● **YOUR GOAL**
The answer must be an exact copy of the lines from the one holding "Target: cardboard box" through the final line of the entries, and nothing else.

● **DATA RECORDS**
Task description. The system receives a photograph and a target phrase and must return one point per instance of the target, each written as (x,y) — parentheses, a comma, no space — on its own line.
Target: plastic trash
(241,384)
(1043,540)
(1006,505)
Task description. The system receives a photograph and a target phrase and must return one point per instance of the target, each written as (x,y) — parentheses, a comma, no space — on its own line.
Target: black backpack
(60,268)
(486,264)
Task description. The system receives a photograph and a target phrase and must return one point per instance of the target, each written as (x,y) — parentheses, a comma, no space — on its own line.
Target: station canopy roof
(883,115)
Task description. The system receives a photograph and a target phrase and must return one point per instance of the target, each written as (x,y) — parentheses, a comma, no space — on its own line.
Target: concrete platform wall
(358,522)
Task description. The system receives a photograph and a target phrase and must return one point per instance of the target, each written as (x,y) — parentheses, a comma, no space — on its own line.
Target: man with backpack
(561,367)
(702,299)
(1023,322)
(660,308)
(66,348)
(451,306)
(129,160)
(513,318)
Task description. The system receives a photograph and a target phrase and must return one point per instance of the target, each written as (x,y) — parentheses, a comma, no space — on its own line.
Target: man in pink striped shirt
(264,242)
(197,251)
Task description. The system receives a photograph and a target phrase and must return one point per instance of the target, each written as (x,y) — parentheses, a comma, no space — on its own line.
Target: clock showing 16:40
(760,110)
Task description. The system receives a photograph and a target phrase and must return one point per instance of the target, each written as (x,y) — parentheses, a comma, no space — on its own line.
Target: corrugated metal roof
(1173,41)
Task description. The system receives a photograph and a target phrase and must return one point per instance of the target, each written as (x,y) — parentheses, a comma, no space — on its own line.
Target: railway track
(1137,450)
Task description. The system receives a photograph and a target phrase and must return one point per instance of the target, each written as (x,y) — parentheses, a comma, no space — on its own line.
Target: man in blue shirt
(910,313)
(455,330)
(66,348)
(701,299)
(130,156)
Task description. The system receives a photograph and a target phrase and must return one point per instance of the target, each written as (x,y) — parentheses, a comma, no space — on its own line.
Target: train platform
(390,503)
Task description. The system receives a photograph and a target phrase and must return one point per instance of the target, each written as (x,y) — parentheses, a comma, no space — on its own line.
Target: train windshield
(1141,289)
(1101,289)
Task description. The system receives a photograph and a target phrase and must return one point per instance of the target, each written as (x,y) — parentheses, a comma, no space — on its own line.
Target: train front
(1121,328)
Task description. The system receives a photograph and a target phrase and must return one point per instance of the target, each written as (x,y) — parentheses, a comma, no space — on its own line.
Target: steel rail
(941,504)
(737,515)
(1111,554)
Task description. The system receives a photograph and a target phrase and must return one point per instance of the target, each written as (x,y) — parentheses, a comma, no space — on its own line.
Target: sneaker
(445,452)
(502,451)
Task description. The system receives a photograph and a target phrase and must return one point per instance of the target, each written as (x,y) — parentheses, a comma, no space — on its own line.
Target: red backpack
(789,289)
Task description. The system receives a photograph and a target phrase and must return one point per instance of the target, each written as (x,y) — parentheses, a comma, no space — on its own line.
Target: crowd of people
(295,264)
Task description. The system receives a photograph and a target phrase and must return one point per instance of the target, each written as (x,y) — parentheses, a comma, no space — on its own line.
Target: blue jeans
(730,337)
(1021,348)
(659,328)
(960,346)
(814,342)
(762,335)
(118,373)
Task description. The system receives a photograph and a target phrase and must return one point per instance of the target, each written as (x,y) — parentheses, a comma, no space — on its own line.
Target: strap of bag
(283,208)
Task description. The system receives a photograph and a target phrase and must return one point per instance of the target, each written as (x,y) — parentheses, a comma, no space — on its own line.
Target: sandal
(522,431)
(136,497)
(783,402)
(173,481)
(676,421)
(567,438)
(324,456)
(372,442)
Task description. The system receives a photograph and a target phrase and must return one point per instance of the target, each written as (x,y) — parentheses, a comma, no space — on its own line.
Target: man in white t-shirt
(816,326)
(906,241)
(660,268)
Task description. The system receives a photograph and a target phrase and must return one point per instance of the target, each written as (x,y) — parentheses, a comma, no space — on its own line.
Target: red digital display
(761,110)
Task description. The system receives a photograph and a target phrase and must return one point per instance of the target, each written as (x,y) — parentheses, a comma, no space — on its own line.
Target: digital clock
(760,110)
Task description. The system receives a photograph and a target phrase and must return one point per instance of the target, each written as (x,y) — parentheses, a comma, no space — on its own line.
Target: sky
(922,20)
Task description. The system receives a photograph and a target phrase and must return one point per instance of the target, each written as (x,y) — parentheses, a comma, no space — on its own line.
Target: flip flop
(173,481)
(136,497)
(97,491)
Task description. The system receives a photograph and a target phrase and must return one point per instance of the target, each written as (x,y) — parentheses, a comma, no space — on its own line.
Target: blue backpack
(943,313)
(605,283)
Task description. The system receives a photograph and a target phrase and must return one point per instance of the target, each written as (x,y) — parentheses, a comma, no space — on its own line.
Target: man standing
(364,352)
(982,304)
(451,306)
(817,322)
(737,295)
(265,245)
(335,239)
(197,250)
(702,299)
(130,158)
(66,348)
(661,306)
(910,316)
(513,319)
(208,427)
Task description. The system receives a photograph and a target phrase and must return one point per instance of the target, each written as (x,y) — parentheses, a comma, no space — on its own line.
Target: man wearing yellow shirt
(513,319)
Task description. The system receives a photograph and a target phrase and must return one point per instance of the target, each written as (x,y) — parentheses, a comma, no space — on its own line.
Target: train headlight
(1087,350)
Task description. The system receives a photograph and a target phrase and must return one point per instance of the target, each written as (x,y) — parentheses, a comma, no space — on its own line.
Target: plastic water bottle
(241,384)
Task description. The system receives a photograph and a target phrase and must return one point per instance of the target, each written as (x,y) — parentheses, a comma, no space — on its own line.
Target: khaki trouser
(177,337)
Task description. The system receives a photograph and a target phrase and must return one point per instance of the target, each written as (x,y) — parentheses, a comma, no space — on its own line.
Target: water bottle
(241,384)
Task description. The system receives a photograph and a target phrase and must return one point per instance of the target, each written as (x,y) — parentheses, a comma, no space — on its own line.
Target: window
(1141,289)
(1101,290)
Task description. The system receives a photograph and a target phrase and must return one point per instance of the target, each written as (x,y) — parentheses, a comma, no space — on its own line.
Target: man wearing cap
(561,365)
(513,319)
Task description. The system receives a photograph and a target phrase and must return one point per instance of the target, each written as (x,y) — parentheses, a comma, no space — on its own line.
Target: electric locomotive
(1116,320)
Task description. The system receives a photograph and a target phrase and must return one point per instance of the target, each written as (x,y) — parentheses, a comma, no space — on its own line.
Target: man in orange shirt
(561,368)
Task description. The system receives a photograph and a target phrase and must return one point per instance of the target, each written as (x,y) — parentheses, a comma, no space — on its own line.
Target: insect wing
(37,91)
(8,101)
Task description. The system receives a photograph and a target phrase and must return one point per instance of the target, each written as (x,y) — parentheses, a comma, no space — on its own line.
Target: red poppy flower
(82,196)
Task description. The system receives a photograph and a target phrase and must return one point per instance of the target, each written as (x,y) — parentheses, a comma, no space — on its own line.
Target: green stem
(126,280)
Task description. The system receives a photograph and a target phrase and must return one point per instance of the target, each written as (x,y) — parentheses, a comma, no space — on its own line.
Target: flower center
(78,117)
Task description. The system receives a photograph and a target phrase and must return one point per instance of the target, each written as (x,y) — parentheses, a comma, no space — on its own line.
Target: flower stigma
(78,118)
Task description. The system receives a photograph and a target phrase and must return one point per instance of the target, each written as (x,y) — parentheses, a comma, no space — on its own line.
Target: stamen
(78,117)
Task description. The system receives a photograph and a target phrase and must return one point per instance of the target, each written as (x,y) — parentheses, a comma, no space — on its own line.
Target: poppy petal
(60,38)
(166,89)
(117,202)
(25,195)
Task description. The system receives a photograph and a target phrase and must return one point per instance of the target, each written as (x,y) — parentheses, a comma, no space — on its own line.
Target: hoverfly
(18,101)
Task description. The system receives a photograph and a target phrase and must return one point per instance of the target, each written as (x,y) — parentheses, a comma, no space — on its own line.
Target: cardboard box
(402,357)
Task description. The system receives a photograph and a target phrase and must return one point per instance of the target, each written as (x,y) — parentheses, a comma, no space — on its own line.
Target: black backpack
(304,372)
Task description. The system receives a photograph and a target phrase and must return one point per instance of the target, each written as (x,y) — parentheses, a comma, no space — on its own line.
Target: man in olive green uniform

● **YOUR SOLUTION**
Target: cardboard box
(402,357)
Task description. The system receives a photograph and a target phrase and must return one point per instance of the target, each written as (x,y) — parentheses, a comma, no space — on its own line.
Target: black backpack
(304,372)
Task description. The system receives a photograph and a target phrase and must return one point per instance of the target, each written as (x,y) — parentheses, a comma, no space — on its own line.
Target: man in olive green uniform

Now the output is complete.